======== Record extracts ========

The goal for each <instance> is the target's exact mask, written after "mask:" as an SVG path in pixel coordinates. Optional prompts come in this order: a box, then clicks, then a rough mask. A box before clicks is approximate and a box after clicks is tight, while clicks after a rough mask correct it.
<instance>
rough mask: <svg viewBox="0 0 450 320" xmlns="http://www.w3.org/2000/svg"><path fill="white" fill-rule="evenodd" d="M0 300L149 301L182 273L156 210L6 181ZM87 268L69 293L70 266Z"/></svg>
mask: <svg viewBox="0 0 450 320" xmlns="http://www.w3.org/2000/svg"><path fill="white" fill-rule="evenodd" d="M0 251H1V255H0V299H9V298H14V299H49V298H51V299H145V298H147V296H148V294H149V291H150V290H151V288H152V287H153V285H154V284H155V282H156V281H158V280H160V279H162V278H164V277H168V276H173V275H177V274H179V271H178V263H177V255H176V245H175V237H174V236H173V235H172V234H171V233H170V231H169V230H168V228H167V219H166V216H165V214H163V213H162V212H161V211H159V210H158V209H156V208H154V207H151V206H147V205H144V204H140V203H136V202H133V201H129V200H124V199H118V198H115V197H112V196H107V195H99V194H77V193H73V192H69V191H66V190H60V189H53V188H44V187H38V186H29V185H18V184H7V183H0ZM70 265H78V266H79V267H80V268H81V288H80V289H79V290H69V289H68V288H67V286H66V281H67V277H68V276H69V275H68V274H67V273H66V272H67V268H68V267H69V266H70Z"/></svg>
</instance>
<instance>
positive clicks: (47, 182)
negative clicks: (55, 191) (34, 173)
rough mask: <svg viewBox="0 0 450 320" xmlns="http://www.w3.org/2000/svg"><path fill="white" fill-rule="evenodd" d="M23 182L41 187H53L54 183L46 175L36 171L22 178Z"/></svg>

========

**What you are asked to do**
Copy out, from the data above, every line holding the word "instance".

**Completed task**
The goal for each <instance> is the target's exact mask, written after "mask:" as an SVG path in pixel coordinates. Optional prompts come in this order: a box, then clicks, then a rough mask. A box before clicks is approximate and a box after clicks is tight, while clicks after a rough mask correct it.
<instance>
</instance>
<instance>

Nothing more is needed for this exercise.